- _Tasks to complete_
[1] Answer these from the Delhi posters article:
(a) How many people did police arrest in connection with the posters?
(b) Which party claimed responsibility for the posters at a press conference?
(c) What percentage of India's population had been fully inoculated?
[2] From the Delhi posters article, return the passage starting at "The Hindustan Times" and ending at "break lockdown rules.".

- _Page extract_
=-=-=
An unusual crackdown is underway in India’s capital New Delhi after posters criticising Prime Minister Narendra Modi were found plastered across walls in the city.

The posters, which have since gone viral on Indian Twitter, respectfully address the Indian prime minister and ask: “Modi ji, why did you send our kids’ vaccines abroad?” The question refers to the government’s decision to ship its locally produced vaccines to other countries, while failing to vaccinate its own people.

Police arrested 25 people in connection with the posters for “negligent acts that will likely spread the infection of dangerous diseases.” The problem? The actual politicians who created the posters, say the wrong people were arrested.

Delhi’s ruling Aam Aadmi Party (AAP) claimed responsibility for the posters in a press conference. The AAP, which promotes itself as the politician of the common man, was dismayed that people they paid to print or put the posters up on walls were arrested.

The Indian Express reported that many of the arrested were unemployed labourers or rickshaw drivers who earn cash on the side by plastering posters on public walls. The families of the accused told the media that their loved ones had no idea about the political nature of the posters.

The AAP also alleged that the Delhi Police harassed “hundreds” of their members in connection with the posters. The Delhi Police shared a charge sheet on Twitter that suggested they intend to charge an AAP member for commissioning the posters.

The Hindustan Times found about 1,800 more posters, and a senior police official told The Indian Express that more people will be charged. It is unclear if they would continue to charge the people who were paid to create or put up the posters, or the ruling politicians behind the scheme.

Chinmoy Biswal, Public Relations Officer, Delhi Police, told VICE World News that they are currently probing the official complaints registered in various Delhi police stations. “AAP leaders or workers whose involvement has come up in the lockdown violation and defacement activity have been questioned. Many of them were absconding for days.” he said. The capital is currently under a lockdown and the police allege the posters also break lockdown rules.

Today, India’s is one of the world’s slowest vaccination drives, managing to fully inoculate only 3 percent of its 1.35 billion population.

COVID-19 vaccination in India is a touchy subject, especially as the government struggles to keep up with rising infections, deadly variants, and deaths overwhelming crematoriums and graveyards.
=-=-=
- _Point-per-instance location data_
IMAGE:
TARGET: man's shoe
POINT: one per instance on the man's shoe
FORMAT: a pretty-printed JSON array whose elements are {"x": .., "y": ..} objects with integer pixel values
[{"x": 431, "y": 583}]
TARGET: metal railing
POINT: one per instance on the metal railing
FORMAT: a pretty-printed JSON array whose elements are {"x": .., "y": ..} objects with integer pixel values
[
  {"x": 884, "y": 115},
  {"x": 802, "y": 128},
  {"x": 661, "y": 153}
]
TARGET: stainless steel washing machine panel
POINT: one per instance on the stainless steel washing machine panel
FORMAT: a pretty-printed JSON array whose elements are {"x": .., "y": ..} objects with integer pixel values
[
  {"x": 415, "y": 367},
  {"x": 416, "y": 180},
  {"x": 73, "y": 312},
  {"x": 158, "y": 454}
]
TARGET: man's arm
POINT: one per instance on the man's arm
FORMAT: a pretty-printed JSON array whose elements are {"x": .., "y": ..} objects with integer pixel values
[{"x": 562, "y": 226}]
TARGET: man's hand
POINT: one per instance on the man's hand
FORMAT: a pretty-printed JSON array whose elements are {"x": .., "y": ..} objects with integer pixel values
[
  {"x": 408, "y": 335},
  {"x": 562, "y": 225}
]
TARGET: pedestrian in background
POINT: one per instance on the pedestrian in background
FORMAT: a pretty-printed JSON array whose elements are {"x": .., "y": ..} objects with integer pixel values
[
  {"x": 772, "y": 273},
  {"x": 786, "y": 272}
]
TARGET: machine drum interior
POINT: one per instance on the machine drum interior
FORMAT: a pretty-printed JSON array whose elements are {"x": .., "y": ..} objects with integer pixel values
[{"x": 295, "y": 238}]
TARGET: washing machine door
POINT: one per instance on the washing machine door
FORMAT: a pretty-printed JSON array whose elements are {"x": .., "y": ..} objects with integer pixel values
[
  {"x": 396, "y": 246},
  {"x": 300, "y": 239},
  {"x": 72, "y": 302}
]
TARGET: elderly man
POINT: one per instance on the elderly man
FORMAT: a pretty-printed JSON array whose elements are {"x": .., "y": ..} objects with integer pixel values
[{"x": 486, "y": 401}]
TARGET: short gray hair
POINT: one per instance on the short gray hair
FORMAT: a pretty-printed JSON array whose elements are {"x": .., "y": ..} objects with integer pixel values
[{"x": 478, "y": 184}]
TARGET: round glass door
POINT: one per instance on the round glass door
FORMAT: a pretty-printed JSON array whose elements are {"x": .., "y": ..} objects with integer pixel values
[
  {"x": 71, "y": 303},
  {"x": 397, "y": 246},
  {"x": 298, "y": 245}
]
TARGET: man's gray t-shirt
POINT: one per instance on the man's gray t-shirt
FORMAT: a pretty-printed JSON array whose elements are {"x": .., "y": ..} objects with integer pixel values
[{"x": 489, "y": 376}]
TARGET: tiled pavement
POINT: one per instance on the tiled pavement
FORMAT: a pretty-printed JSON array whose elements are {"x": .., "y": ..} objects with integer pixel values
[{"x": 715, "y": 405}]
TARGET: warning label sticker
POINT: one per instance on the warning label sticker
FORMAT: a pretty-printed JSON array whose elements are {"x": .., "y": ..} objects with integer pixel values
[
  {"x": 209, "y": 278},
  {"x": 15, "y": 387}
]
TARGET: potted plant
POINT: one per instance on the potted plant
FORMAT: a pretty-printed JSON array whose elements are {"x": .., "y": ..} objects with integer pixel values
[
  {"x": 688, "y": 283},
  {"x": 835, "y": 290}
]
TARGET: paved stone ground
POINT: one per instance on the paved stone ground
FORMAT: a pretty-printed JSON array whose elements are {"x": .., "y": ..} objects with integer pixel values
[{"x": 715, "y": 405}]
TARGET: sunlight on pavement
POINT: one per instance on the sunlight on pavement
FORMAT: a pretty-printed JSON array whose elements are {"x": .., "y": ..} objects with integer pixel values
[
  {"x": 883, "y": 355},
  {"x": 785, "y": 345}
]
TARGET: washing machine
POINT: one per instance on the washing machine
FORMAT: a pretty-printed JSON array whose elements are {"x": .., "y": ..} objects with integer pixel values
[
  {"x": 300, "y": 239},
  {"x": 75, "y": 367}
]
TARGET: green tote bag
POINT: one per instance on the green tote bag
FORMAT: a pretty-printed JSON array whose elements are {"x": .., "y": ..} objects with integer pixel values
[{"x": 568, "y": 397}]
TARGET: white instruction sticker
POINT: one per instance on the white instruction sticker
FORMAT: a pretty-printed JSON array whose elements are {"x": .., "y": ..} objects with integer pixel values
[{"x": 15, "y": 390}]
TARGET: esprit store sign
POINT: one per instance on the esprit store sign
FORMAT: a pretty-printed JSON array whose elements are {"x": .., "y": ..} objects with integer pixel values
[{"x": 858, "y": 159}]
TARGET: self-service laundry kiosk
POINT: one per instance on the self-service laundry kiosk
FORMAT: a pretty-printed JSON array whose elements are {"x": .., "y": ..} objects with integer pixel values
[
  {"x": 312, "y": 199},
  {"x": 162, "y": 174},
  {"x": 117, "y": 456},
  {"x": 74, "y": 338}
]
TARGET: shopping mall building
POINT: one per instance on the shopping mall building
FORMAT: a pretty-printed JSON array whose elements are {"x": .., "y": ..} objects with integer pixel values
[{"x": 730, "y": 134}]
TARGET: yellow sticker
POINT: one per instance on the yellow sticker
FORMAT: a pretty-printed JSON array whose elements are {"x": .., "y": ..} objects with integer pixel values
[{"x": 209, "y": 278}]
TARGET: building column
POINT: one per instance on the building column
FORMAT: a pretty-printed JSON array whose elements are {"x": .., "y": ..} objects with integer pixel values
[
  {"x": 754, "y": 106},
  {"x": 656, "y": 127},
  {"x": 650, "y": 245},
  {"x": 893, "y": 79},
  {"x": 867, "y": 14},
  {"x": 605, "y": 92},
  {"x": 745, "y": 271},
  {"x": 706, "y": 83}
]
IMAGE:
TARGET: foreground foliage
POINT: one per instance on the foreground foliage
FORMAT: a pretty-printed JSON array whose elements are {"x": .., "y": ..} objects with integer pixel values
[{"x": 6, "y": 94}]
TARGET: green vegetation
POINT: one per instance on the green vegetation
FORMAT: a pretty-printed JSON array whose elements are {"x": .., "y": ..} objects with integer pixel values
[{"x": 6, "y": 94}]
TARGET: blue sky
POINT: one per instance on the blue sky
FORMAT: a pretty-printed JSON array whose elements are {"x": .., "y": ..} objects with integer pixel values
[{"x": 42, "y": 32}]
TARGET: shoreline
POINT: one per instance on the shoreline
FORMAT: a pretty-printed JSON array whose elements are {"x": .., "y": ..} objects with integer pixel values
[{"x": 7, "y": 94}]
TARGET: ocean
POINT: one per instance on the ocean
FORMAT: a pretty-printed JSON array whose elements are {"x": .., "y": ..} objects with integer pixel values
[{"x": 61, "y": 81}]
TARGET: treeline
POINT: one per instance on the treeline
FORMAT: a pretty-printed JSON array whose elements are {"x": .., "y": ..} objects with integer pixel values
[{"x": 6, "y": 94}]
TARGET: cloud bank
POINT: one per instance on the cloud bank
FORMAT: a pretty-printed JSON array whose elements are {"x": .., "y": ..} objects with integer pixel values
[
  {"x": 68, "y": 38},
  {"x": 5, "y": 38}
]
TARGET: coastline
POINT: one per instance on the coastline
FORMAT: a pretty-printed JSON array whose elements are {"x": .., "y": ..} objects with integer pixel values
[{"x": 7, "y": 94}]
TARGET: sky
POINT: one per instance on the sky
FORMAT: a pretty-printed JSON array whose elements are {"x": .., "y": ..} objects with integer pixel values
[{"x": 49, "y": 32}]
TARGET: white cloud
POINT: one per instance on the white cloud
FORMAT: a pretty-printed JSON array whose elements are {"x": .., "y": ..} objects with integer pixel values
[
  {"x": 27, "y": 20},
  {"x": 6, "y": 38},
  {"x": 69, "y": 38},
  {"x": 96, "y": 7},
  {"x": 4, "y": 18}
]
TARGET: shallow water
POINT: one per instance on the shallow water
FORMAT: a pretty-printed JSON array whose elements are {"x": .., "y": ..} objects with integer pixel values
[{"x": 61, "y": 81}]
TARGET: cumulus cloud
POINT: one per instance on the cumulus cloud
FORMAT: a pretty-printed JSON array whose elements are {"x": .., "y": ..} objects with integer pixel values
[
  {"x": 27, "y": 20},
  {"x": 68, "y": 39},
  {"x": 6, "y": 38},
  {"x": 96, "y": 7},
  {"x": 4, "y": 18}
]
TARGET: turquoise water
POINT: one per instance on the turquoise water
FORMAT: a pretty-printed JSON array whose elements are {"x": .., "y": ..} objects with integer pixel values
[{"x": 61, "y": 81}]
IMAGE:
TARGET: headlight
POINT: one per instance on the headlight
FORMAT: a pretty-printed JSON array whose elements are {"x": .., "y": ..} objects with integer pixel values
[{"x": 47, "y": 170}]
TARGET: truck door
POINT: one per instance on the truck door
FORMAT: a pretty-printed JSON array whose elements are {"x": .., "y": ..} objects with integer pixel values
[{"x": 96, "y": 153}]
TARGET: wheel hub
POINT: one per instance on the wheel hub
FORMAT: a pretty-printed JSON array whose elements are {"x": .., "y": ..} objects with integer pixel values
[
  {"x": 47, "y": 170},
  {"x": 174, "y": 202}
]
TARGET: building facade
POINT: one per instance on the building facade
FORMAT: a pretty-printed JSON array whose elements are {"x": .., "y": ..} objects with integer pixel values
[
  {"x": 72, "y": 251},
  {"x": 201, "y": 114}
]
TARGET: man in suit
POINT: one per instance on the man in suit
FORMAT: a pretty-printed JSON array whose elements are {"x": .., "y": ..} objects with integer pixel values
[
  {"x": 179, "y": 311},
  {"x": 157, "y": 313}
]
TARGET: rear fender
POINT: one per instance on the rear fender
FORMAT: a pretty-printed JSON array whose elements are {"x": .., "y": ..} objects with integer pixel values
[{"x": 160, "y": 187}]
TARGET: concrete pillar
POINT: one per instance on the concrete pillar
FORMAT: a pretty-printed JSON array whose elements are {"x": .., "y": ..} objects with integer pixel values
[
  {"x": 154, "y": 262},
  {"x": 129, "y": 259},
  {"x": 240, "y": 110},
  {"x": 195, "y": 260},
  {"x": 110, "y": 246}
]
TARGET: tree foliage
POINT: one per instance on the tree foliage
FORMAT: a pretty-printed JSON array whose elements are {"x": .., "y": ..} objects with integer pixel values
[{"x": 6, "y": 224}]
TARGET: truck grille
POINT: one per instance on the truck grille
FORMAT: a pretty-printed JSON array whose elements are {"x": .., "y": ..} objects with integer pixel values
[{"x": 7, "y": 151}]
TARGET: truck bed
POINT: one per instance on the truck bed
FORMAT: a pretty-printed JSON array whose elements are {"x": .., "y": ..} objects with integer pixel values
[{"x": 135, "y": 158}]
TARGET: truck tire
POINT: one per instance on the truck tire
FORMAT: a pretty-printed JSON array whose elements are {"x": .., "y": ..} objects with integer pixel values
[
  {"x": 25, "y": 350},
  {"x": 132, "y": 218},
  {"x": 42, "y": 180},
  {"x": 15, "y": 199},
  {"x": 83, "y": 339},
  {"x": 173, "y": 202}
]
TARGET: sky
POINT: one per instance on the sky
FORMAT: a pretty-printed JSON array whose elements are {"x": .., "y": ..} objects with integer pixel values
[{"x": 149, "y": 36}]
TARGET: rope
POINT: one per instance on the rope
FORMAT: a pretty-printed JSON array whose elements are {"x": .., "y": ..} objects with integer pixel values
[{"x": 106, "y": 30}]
=-=-=
- _Results in order_
[1]
(a) 25 people
(b) Delhi's ruling Aam Aadmi Party (AAP)
(c) 3 percent

[2]
The Hindustan Times found about 1,800 more posters, and a senior police official told The Indian Express that more people will be charged. It is unclear if they would continue to charge the people who were paid to create or put up the posters, or the ruling politicians behind the scheme.

Chinmoy Biswal, Public Relations Officer, Delhi Police, told VICE World News that they are currently probing the official complaints registered in various Delhi police stations. “AAP leaders or workers whose involvement has come up in the lockdown violation and defacement activity have been questioned. Many of them were absconding for days.” he said. The capital is currently under a lockdown and the police allege the posters also break lockdown rules.